**SHORT PROBLEM**
Copy the lines between the one holding "Practice step: pick out every instance of the leafy" and the one holding "[(105, 205)]", inclusive, requests and all. Scale every point coordinate in the answers by 1.7, rounding to whole numbers with halves going up, and leave the requests and their sample coordinates as they are.

[begin TASK DATA]

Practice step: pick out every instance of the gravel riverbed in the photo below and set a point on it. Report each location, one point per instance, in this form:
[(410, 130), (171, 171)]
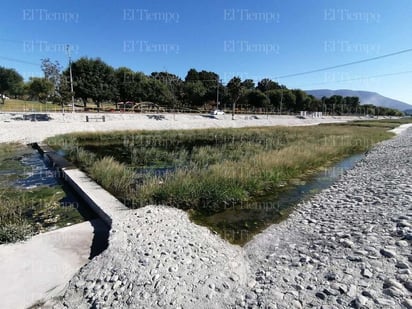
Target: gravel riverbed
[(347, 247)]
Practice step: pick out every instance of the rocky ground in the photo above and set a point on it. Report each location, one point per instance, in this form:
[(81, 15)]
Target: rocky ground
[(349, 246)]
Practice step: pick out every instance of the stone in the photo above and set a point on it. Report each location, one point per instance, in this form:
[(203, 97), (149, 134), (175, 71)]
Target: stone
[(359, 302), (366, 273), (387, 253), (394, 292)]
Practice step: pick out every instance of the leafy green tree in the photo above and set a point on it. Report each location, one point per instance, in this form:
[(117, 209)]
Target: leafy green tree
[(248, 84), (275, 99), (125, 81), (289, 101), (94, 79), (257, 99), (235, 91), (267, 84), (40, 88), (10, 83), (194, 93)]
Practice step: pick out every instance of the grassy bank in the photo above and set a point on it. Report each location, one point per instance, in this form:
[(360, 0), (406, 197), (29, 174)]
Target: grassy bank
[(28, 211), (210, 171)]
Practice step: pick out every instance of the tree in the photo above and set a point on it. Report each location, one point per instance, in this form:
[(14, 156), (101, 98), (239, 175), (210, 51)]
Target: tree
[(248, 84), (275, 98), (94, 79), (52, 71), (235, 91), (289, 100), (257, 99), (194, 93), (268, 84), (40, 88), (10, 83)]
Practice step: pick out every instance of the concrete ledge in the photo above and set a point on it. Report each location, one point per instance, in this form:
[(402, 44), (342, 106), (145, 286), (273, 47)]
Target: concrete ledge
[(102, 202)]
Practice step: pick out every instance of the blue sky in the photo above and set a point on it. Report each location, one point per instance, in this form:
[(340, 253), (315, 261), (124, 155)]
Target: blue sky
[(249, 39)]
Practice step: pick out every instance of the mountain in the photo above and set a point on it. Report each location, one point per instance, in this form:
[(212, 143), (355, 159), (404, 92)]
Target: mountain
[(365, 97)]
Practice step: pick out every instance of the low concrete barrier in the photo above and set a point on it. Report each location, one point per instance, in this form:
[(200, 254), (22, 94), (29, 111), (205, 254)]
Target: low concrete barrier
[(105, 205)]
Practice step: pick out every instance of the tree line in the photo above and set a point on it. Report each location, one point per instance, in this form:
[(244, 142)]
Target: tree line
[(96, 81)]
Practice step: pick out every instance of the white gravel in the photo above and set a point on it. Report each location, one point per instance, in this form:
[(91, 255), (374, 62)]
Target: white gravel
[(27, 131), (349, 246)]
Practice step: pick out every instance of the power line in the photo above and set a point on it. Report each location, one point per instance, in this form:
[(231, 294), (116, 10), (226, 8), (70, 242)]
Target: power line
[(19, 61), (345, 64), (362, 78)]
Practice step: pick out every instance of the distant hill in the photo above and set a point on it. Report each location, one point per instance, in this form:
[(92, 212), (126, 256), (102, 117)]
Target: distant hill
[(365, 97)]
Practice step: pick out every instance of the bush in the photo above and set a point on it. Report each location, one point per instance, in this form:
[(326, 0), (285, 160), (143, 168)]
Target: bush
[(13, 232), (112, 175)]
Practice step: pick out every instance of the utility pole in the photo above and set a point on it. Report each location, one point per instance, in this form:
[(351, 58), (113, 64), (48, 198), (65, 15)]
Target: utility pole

[end TASK DATA]

**OUTPUT BELOW**
Practice step: pick out every instance of the leafy green tree in the photo above and set a point on it. Report each location, one point per instance, in this form:
[(117, 209)]
Target: leafy green tree
[(422, 143), (468, 168), (213, 138), (491, 172), (160, 134), (437, 168), (400, 155), (454, 143), (68, 150), (17, 141), (330, 158)]
Practice step: pick out every instance of the grassy bank in the photo above and set a point on it. Report each location, one point per instance, in this form:
[(360, 0), (406, 197), (29, 174)]
Target: grassy bank
[(48, 359), (357, 291)]
Practice step: pick out every instance of the tree in the photo above and set a point on it. Report each location, one point per instance, in this form:
[(14, 156), (101, 98), (239, 175), (210, 51)]
Target: tree
[(422, 143), (468, 167), (160, 134), (88, 121), (400, 155), (491, 170), (437, 168), (330, 158), (456, 143), (68, 150), (17, 141)]
Practice step: pick out every instance of the concrete ledge in the photo above and set a point on it. Report each location, one point per instance, in this form:
[(402, 44), (342, 106), (145, 286), (273, 47)]
Target: concrete ledge
[(173, 343)]
Practice step: pick out every instance of the blue sky in the photo above and set a point on it. Report each location, one point per instance, in this form:
[(340, 253), (315, 261), (124, 155)]
Target: blue sky
[(423, 66)]
Practice step: pick out every instance of the mountain in the photo above and set a point on it. Report each location, one point per instance, in this form:
[(212, 143), (355, 159), (404, 92)]
Target: mountain
[(621, 165)]
Practice step: pick out every instance of the low concrete barrier in the photo above and set a point on it. Report each location, one point per instance, in this form:
[(200, 254), (22, 94), (29, 111), (205, 254)]
Target: low concrete barrier
[(179, 349)]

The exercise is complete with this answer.